— start Given data —

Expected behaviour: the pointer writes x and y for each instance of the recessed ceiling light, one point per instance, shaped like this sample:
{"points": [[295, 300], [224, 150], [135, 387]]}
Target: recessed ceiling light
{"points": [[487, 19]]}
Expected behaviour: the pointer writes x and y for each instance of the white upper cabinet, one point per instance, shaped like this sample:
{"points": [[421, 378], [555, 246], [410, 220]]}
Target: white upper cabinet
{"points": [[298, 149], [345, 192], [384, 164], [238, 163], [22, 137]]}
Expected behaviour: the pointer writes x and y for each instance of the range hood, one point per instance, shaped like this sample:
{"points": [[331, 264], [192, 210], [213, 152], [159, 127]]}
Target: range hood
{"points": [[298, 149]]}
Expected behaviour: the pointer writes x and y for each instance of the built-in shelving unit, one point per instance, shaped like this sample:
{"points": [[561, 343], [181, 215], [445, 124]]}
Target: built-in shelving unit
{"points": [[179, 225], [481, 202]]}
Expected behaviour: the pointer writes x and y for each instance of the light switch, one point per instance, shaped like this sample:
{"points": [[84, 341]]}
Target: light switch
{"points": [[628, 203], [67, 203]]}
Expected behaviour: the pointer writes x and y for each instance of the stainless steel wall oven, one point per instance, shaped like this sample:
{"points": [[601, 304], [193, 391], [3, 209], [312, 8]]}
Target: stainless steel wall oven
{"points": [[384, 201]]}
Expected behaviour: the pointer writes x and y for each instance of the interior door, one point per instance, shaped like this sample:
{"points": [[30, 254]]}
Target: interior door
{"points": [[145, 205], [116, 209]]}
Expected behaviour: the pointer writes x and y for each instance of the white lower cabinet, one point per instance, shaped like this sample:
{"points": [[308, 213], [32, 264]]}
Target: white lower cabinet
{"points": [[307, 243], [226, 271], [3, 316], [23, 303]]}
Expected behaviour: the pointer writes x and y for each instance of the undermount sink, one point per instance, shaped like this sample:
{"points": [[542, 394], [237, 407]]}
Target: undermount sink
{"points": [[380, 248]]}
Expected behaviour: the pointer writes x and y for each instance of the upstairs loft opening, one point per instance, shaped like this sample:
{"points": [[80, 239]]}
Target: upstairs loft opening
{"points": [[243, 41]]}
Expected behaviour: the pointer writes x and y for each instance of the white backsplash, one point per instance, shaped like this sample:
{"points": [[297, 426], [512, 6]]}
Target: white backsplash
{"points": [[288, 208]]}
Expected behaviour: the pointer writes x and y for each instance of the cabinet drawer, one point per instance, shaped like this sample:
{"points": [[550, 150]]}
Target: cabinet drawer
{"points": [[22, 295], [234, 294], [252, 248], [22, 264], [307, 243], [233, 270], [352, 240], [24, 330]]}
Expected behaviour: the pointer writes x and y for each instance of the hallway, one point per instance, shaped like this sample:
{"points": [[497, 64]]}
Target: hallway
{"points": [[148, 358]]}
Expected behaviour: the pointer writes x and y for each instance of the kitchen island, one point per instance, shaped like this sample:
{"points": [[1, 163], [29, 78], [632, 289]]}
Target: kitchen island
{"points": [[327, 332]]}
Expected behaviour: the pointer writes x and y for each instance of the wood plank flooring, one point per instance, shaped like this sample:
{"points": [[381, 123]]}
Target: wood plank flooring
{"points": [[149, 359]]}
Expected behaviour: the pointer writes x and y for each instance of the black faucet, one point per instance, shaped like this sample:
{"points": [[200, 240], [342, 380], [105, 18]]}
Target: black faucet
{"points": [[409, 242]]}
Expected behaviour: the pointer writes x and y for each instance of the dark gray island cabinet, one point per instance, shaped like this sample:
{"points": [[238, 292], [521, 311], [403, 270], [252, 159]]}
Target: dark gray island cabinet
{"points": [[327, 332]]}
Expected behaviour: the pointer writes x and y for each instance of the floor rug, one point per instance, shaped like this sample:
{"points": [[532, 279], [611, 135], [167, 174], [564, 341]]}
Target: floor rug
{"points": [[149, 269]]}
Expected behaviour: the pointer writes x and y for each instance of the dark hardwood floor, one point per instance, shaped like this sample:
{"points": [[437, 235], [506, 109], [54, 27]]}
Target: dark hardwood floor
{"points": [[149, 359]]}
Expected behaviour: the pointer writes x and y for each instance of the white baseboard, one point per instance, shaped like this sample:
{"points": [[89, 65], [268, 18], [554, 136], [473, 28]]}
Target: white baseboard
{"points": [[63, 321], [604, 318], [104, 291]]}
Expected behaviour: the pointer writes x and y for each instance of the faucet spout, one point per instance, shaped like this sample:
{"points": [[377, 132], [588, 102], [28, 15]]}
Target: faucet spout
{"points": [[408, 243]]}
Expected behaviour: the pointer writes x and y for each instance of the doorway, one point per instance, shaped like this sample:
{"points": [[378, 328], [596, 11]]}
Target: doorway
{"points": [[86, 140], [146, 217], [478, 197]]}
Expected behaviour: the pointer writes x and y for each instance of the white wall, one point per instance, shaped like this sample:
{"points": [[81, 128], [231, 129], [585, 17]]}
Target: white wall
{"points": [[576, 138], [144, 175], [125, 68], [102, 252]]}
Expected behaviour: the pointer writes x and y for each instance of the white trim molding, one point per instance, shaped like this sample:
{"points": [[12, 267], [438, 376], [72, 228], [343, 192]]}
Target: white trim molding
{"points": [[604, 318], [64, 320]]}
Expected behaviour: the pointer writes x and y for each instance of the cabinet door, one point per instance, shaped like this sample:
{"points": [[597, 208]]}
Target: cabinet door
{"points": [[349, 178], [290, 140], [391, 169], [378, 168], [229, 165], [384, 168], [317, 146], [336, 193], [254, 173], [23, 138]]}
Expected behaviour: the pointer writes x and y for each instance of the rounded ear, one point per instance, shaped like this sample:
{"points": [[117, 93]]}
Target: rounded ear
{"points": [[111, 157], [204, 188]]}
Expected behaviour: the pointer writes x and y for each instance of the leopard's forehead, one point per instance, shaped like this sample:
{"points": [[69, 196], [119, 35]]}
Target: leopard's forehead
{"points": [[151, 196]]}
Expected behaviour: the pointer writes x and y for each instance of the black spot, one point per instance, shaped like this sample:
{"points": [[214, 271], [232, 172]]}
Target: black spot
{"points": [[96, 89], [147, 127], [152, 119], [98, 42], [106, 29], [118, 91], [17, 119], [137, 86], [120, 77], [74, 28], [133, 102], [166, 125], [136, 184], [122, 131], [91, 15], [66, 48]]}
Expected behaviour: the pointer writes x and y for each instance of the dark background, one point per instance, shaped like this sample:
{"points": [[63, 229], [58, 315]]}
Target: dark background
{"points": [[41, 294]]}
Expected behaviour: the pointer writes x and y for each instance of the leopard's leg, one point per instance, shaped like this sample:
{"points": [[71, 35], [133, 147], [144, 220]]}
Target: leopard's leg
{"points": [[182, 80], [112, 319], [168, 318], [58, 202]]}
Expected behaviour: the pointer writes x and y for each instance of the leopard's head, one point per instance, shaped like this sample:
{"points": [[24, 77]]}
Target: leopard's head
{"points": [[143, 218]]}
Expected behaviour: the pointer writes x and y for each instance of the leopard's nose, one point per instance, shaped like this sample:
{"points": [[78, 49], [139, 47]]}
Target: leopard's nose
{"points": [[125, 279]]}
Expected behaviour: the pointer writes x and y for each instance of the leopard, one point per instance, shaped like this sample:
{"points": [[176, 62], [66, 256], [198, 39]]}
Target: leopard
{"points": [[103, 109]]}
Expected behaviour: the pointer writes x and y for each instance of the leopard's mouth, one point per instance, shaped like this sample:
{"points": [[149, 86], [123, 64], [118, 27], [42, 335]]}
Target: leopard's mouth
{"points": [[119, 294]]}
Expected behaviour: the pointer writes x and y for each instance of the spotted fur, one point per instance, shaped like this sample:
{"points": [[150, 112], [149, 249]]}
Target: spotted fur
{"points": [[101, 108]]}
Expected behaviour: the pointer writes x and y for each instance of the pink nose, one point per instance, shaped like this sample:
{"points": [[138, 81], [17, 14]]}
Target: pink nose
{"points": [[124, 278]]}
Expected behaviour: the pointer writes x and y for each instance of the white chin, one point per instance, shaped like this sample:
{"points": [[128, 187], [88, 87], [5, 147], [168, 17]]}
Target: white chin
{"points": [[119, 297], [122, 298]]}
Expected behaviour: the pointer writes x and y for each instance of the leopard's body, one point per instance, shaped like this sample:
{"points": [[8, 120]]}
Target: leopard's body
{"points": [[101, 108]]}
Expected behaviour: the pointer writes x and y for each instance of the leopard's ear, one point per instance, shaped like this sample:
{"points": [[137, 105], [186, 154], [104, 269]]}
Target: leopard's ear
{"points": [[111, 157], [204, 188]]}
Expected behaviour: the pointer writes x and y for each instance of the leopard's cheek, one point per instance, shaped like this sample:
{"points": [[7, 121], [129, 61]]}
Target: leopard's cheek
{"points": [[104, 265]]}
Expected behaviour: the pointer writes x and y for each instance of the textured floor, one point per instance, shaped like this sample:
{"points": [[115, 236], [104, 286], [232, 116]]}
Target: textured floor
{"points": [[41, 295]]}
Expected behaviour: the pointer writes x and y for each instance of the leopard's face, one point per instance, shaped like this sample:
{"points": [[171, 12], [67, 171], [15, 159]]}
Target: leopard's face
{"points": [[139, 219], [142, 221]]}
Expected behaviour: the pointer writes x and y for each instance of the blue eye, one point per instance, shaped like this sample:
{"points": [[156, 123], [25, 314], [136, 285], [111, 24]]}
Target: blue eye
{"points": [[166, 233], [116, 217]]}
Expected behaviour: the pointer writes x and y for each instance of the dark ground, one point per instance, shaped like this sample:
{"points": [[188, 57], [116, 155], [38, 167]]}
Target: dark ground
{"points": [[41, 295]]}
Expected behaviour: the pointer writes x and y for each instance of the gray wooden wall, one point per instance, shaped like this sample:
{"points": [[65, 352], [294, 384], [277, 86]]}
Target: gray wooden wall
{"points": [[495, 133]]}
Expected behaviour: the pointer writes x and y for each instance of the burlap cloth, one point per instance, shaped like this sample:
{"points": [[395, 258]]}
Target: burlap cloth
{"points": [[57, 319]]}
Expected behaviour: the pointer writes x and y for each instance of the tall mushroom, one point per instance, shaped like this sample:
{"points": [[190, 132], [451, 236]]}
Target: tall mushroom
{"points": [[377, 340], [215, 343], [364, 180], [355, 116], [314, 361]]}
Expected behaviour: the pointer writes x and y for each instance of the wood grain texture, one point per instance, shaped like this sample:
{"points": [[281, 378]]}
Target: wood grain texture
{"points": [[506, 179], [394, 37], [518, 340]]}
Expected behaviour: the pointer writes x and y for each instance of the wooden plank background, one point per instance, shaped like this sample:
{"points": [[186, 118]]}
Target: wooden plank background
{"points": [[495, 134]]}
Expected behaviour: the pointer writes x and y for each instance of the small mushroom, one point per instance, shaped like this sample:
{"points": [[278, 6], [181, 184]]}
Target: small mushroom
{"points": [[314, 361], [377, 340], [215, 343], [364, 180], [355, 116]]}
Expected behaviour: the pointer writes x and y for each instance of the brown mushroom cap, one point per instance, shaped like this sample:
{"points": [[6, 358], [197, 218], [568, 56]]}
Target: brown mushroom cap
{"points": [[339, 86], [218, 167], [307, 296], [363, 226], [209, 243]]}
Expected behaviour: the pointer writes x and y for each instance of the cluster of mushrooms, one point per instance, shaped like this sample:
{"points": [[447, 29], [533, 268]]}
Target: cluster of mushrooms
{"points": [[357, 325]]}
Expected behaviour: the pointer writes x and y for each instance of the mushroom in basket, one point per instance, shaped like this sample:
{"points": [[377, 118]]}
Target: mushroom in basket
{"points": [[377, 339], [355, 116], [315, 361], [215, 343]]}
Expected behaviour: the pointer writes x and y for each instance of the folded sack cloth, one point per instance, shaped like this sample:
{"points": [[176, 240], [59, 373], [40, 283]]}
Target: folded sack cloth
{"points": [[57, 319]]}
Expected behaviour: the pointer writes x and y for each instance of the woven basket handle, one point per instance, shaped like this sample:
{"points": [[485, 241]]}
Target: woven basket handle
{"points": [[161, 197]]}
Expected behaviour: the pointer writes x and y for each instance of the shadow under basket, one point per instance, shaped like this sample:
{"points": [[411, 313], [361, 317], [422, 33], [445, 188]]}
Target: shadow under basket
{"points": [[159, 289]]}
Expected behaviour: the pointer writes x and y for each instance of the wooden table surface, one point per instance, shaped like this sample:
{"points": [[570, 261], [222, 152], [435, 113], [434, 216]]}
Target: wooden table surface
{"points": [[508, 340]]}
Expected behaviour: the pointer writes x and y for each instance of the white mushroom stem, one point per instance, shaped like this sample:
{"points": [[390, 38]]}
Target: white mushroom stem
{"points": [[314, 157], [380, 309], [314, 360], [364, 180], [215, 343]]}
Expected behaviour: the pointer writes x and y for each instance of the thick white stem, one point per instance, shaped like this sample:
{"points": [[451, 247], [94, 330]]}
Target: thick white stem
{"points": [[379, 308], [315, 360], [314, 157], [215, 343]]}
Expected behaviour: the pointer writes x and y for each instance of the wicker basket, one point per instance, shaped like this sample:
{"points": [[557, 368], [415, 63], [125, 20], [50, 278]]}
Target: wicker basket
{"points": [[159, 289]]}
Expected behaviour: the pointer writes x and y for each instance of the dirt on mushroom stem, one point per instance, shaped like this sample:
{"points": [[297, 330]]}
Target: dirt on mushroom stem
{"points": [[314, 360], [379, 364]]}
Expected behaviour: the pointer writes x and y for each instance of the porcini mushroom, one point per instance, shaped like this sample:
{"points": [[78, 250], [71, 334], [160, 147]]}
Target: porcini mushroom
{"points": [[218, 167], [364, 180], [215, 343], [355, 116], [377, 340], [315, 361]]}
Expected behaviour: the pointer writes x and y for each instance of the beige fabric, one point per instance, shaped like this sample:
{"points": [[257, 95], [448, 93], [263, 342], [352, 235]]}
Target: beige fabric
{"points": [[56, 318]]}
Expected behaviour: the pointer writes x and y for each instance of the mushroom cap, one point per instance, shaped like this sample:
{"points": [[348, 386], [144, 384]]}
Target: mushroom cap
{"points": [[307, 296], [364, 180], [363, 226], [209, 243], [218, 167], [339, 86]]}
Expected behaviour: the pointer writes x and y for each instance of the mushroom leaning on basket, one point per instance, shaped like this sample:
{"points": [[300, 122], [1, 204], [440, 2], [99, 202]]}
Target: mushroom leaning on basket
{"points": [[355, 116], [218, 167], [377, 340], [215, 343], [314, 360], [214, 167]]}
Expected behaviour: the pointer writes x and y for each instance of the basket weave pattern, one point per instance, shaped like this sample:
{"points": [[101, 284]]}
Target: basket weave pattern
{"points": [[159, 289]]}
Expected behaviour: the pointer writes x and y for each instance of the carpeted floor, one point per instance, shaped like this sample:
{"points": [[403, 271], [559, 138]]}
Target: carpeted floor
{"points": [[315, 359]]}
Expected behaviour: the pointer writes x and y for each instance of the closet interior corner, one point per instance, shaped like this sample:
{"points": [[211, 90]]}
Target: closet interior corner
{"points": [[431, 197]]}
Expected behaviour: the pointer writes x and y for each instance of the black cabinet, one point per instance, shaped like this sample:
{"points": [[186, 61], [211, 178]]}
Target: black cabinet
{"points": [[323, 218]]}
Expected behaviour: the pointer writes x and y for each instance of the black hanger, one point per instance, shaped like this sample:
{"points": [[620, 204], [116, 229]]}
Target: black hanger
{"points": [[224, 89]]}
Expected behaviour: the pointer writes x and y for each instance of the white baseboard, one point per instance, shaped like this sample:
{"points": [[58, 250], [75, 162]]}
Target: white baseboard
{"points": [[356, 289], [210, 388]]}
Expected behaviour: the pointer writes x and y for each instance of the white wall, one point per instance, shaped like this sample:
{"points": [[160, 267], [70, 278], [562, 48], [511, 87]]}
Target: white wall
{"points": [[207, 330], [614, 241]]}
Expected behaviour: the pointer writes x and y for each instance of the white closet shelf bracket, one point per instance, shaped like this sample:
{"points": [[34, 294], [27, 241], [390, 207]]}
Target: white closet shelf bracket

— end Given data —

Task directions: Only the lines from the one containing "black hanger, one" to the end of the records should be repeated, exactly as they appear.

Task response:
Expected behaviour: the pointer writes x and y for each instance of the black hanger, one point per instance, shaped like this sample:
{"points": [[620, 204], [116, 229]]}
Target: black hanger
{"points": [[224, 89]]}
Expected behaviour: the pointer writes x and y for each instance of the white baseboard, one point per instance, shaped like this sample:
{"points": [[58, 250], [75, 162]]}
Target: white baseboard
{"points": [[356, 289], [210, 388]]}
Expected behaviour: the pointer writes x and y for each instance of the white wall, one point per instance, shaped like this sample:
{"points": [[160, 267], [70, 278], [562, 48], [511, 87]]}
Target: white wall
{"points": [[207, 330], [614, 241]]}
Expected behaviour: the pointer writes x and y for each instance of the white closet shelf bracket, one point per instance, shaped like this sample:
{"points": [[34, 294], [27, 241], [390, 207]]}
Target: white closet shelf bracket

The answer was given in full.